Saved entries
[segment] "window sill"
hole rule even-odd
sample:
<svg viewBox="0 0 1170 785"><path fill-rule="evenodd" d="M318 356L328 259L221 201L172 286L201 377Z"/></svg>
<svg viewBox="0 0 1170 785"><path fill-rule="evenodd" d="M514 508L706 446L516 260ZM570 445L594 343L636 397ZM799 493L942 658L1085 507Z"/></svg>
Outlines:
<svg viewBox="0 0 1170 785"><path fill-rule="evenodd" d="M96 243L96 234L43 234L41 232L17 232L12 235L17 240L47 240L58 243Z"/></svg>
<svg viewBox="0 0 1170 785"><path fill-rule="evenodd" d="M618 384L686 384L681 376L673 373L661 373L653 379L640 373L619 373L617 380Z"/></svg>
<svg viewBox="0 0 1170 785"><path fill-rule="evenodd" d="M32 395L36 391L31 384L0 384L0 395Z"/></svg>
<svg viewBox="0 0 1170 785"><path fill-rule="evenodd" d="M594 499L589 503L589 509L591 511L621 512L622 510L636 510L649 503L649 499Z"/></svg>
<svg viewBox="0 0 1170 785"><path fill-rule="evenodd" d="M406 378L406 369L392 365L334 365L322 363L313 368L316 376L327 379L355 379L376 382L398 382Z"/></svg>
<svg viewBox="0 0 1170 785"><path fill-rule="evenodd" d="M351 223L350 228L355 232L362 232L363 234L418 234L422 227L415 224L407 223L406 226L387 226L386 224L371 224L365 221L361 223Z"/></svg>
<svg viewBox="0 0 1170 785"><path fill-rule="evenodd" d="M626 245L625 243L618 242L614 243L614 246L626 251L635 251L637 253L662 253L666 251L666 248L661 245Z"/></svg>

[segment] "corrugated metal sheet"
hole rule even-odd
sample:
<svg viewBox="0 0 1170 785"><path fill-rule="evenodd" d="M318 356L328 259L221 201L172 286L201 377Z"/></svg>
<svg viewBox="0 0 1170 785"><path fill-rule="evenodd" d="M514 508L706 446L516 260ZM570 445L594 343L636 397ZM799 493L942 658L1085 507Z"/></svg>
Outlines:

PROBLEM DETAILS: Transcribe every line above, character for character.

RESPONSE BOX:
[segment] "window sill"
hole rule even-odd
sample:
<svg viewBox="0 0 1170 785"><path fill-rule="evenodd" d="M318 356L328 259L221 201L172 286L201 377Z"/></svg>
<svg viewBox="0 0 1170 785"><path fill-rule="evenodd" d="M514 508L706 446L516 260ZM570 445L594 343L636 397ZM799 493L942 658L1085 507Z"/></svg>
Outlines:
<svg viewBox="0 0 1170 785"><path fill-rule="evenodd" d="M96 243L96 234L43 234L41 232L17 232L12 235L17 240L47 240L58 243Z"/></svg>
<svg viewBox="0 0 1170 785"><path fill-rule="evenodd" d="M618 384L686 384L681 376L673 373L661 373L653 379L640 373L619 373L617 380Z"/></svg>
<svg viewBox="0 0 1170 785"><path fill-rule="evenodd" d="M32 395L36 391L31 384L0 384L0 395Z"/></svg>
<svg viewBox="0 0 1170 785"><path fill-rule="evenodd" d="M594 499L589 503L589 509L591 511L621 512L622 510L636 510L649 503L649 499Z"/></svg>
<svg viewBox="0 0 1170 785"><path fill-rule="evenodd" d="M406 378L406 369L392 365L334 365L322 363L313 368L316 376L327 379L355 379L376 382L398 382Z"/></svg>
<svg viewBox="0 0 1170 785"><path fill-rule="evenodd" d="M351 223L350 228L355 232L362 232L363 234L418 234L422 227L415 224L407 223L406 226L387 226L386 224L371 224L365 221L361 223Z"/></svg>
<svg viewBox="0 0 1170 785"><path fill-rule="evenodd" d="M626 245L625 243L618 242L614 243L614 246L626 251L635 251L637 253L662 253L666 251L666 248L661 245Z"/></svg>

[segment] "corrugated metal sheet"
hole rule even-odd
sample:
<svg viewBox="0 0 1170 785"><path fill-rule="evenodd" d="M318 356L328 259L221 201L172 286L201 377Z"/></svg>
<svg viewBox="0 0 1170 785"><path fill-rule="evenodd" d="M514 508L706 446L516 260ZM570 445L594 343L636 397ZM799 493L942 658L1085 507Z"/></svg>
Outlines:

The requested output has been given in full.